#### GOAL:
Continue the blog post about the broken gas pump from the point where it stops.

#### TEXT EXCERPT:
··········

• 07:00:00 am on August 5, 2008 | 6
    Tags: , , ,

    Not My Job

    One very interesting thing about we few and proud in the customer service and support industry is that we all lead a double life.  Not only are we analysts or directors or designers or engineers or marketers of customer service software solutions; we are also customers, the beneficiaries (or victims as the case may be) of our own efforts to improve customer service.  As such we have an almost limitless supply of experience and anecdotes, based on being a customer, to draw from for inspiration and insight.

    Just yesterday, I was attempting to fill my car with gasoline at a self-service pump.  No matter what I did with the nozzle and its associated pump mechanism the pump refused to dispense fuel.  Instead, the display just kept flashing the message, “Lift Pump Handle to begin Pumping Gas”.  After several attempts to convince the machine that I had already lifted the indicated pump handle it decided that I wasn’t really serious about my intention to get gas and cancelled my transaction.  Time to escalate (using the terminology of our industry) and get assistance from the kind and eager attendant inside.  Noting the number stenciled on the side of the obstinate device, I set off on my quest for help.

    Now I wish I had video of what occurred next because at least as much, if not more, was communicated in facial expression and tone of voice but the brief conversation went something like this:

    attendant: “Yes? May I help you?”

    me: “I just wanted to let you know that pump #9 isn’t working; it seems to be broken.”

··········

#### DATA LISTING:

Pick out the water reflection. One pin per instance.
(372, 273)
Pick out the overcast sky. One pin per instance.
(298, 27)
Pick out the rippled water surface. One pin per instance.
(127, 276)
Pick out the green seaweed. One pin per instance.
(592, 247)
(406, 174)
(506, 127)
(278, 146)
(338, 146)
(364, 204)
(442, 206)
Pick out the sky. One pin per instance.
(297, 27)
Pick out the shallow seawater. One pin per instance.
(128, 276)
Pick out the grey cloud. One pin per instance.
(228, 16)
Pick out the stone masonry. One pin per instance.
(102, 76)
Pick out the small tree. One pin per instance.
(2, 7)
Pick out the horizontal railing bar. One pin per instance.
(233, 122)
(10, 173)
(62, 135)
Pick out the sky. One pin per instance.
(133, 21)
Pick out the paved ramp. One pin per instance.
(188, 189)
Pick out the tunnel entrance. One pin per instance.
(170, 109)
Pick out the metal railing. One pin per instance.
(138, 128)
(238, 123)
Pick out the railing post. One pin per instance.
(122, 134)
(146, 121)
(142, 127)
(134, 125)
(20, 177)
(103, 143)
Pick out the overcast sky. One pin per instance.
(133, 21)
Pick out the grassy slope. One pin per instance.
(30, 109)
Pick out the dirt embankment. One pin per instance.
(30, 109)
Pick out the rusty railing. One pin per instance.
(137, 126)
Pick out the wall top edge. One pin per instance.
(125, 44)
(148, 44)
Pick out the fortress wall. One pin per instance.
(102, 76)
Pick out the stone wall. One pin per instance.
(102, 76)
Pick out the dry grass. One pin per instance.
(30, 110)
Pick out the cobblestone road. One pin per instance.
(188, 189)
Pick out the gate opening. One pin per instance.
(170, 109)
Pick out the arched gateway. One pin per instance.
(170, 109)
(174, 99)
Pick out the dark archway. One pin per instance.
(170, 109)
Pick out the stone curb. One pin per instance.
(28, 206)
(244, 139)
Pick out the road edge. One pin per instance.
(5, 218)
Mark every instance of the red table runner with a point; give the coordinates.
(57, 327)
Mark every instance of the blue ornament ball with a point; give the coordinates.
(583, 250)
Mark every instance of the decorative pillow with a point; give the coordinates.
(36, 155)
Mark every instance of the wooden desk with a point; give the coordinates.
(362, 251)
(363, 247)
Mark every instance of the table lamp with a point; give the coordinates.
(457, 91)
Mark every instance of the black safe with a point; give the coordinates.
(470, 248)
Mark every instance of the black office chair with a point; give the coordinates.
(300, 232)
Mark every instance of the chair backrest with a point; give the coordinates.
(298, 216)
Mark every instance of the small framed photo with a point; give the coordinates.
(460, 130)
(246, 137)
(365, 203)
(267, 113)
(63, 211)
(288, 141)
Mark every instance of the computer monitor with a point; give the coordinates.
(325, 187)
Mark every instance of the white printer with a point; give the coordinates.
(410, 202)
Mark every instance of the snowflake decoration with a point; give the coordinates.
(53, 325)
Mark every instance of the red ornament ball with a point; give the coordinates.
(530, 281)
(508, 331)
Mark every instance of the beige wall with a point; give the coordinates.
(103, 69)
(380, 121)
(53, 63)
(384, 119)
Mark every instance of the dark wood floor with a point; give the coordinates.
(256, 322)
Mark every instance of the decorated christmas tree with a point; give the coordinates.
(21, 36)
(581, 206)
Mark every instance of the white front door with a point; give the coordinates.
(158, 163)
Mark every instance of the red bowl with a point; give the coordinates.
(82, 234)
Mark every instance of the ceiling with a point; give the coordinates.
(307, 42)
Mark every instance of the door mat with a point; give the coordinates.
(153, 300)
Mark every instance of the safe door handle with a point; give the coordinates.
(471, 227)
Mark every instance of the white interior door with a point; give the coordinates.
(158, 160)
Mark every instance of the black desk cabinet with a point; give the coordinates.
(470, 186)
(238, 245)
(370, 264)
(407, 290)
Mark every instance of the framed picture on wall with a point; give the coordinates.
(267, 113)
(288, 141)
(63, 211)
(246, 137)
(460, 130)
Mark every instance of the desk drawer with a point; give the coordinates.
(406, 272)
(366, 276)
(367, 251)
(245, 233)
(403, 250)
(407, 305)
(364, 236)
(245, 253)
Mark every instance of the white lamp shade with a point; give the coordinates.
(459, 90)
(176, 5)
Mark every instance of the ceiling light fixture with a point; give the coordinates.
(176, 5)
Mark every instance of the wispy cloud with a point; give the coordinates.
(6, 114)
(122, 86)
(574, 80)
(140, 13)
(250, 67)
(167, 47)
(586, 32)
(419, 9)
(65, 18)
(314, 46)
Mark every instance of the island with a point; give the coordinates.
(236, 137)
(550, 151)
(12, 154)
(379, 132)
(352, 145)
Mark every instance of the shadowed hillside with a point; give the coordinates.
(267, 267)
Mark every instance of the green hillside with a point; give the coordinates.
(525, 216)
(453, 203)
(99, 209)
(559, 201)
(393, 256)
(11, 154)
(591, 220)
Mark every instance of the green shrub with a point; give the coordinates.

··········

#### EXERCISE RESPONSE:
    attendant: (rolling eyes and sighing as if explaining something completely obvious) “You could move to a different pump.”

    me: “Well, yes, of course I’ll do that. But I thought you might like to know that it’s broken.”

    attendant:  (Doesn’t say anything but stares back at me, blinking, with a look of bewilderment that clearly says that she thinks this is probably the stupidest thing she’s heard all week.)

    me: “Maybe you could call someone to fix it. Or at least put a sign up so no one else wastes their time on it.”

    attendant:  (Now a look of concern like maybe she should call someone – like 911)  “Ooookay.” (She had decided to humor me and hope I went away.)

    I went away, filled my car at a working pump and left, pondering on what the world was coming to.

    How could the concept of taking some action seem so totally alien to this attendant?  Later I started thinking about the similarities this scenario had to other experiences I’ve had and heard about in other customer service situations.  How much additional aggravation – and cost – could be avoided if agents had the ability and the direction to post a notice when they discover something isn’t working?  The concept is at the core of Knowledge Centered Support’s (KCS) “flag it or fix it” doctrine.  Most agents want to be as helpful as possible or they wouldn’t have sought a job in customer service in the first place.  But too often they’re working under pressure to just get to the next call.  They may have even been trained that it’s someone else’s job to fix unanticipated issues and that they are only to handle items for which they have scripts ready made.  Call guides and scripts have their place but the bottom line is that customer service organizations won’t consistently see customer satisfaction rise and costs of repeatedly fielding the same issues go down until that most basic of KCS methodologies is adopted and agents can take a few seconds to alert their peers when they run into something new and, ideally, what they tried to resolve it.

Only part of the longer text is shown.